Government’s move resulted in Telkom’s share price shedding more than 6% last year after rumours circulated that government wanted to sell its stake in the company. 

The share price took a drubbing of 6.39% on the JSE in November last year. 

Telkom chief executive, Sipho Maseko, said that Telkom’s management was not in control and could not dictate to shareholders, including the government, what to do with their shares, but that the government had promised to be disciplined in their approach.

“Whether the government decides to dispose of its stake partially or fully, we ask that they are thoughtful about how they do it in a way that is disciplined and organised whatever is done must be able to advance the strategic agenda of the company,” Maseko said.

Government’s disinvestment in the telecoms group was announced in October last year when Finance Minister Malusi Gigaba said that the government would sell its stake in the company to meet budget requirements, as expenditure was estimated to overshoot its targets by R3.9 billion.

The minister, however, did not disclose how much of the government’s stake in Telkom would be sold, stating only that a “portion” would be sold. Last year, government had a 39.76% stake in Telkom, whose market capitalisation was just under R27bn.

However, Gigaba had in his Medium-Term Budget Policy Statement speech expressed qualms about being forced to sell a portion of its stake in the firm to assist the nation's fiscus.

“We do not take this decision lightly, but we have had to in order to maintain the credibility of the expenditure ceiling,” Gigaba had said.

Telkom’s total revenue for the six months under review declined by 0.6% to R20bn, while the company’s headline earnings per share decreased 7.4% to 303.9 cents in that period.

•••

▶ EXERCISE BRIEF: According to the article about Telkom, by what percentage did Telkom's share price drop on the JSE in November last year? The items that follow have no connection to the article about Telkom.

▶ MATERIAL SUPPLIED:
•••

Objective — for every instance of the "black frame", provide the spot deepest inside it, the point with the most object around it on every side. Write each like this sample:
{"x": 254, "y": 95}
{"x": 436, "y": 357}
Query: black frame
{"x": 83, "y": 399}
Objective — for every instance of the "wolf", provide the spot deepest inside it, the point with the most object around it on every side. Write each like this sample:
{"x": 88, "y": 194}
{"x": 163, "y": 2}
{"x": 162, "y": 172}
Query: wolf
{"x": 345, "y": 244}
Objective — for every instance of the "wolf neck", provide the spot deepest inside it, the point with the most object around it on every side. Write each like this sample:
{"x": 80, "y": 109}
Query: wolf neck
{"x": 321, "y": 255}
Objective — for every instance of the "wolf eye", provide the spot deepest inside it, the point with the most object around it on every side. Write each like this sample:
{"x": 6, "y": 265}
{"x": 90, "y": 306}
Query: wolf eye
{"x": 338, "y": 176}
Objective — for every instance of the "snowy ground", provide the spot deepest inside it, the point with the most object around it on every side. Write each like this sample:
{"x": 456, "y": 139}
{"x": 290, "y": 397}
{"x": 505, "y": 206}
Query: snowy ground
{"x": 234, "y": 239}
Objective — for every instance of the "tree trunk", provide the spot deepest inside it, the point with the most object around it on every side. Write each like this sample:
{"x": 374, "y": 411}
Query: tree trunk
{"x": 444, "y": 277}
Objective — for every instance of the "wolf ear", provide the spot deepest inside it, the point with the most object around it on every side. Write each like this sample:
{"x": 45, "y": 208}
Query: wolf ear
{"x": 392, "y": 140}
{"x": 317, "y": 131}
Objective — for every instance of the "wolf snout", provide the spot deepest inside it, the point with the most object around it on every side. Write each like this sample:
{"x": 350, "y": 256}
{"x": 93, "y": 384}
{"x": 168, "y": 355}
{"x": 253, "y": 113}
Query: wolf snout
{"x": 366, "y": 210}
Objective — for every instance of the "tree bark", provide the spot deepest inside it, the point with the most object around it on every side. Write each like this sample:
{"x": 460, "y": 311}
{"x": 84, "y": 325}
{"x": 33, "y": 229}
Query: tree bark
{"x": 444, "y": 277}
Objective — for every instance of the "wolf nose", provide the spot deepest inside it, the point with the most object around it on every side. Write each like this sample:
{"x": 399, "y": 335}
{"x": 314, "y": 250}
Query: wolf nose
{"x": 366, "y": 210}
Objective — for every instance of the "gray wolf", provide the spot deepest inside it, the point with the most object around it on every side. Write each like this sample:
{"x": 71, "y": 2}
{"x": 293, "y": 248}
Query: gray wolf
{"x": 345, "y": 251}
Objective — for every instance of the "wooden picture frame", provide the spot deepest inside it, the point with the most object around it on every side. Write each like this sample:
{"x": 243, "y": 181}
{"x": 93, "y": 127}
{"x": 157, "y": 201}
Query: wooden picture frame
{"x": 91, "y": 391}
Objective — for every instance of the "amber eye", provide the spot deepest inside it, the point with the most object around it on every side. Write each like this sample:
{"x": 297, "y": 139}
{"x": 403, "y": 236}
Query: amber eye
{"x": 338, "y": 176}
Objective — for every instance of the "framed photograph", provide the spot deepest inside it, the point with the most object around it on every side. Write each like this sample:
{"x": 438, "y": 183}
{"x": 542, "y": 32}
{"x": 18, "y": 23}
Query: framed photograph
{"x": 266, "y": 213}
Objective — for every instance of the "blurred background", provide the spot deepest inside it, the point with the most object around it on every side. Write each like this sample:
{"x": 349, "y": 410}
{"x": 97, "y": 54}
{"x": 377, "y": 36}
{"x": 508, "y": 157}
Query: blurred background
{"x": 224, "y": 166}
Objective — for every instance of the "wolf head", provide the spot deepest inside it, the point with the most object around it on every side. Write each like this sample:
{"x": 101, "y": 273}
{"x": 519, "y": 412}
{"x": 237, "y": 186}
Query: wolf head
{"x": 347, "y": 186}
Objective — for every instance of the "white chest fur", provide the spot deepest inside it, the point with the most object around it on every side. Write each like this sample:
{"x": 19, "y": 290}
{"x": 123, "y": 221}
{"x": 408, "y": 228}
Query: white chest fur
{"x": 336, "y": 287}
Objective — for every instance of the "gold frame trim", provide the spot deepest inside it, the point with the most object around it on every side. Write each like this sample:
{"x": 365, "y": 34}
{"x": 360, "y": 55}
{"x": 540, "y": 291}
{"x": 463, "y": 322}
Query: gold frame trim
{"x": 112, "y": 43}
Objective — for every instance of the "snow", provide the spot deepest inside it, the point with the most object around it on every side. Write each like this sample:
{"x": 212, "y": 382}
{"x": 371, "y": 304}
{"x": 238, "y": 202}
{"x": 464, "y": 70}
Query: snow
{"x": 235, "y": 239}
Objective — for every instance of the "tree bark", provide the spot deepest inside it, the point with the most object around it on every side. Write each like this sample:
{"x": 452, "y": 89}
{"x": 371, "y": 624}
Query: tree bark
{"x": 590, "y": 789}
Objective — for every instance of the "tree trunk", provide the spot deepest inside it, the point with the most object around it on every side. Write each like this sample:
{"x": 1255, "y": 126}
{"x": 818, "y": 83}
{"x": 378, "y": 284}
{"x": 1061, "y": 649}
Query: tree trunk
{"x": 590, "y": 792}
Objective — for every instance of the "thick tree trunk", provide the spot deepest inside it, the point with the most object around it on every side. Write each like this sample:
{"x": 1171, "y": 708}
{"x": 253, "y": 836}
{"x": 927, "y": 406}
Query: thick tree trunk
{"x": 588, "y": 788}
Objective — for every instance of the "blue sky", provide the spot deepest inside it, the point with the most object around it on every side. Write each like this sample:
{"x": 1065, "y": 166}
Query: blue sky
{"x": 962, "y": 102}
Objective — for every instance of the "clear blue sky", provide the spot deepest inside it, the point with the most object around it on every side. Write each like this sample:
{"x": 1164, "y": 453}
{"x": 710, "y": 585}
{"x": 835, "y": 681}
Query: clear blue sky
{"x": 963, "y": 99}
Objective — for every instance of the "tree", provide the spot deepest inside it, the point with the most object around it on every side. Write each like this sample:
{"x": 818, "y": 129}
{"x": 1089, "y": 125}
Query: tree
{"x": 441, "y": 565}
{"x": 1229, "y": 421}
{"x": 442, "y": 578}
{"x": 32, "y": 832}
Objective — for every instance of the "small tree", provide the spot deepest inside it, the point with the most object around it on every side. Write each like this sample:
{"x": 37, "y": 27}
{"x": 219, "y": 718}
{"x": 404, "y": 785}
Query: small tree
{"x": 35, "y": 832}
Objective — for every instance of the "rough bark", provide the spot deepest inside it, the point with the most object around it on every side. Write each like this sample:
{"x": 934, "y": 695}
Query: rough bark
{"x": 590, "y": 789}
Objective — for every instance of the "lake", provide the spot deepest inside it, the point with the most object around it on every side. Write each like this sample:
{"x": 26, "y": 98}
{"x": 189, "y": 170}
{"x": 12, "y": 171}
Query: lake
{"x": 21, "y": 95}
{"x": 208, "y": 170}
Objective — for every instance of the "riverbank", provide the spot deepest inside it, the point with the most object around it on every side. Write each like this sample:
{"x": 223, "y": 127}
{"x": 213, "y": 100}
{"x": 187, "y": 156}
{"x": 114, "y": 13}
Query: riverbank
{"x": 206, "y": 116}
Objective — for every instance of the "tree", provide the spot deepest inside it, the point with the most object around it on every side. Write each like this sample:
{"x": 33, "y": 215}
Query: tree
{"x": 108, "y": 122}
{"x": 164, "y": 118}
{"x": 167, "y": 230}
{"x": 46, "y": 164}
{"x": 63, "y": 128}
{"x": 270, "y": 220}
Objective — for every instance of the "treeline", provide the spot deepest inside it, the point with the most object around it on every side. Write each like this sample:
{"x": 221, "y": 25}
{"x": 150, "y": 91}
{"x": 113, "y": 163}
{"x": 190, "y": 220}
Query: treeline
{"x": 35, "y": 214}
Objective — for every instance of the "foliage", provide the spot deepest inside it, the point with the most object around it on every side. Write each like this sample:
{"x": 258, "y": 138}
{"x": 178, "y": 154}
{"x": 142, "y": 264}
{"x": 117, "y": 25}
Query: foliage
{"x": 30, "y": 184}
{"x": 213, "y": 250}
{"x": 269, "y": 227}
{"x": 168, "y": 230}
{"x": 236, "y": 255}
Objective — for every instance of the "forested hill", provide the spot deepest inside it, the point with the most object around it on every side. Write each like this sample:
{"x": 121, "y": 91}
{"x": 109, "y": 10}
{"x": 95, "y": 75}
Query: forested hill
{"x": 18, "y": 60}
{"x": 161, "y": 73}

•••

▶ SOLVED EXERCISE: It dropped by 6.39%.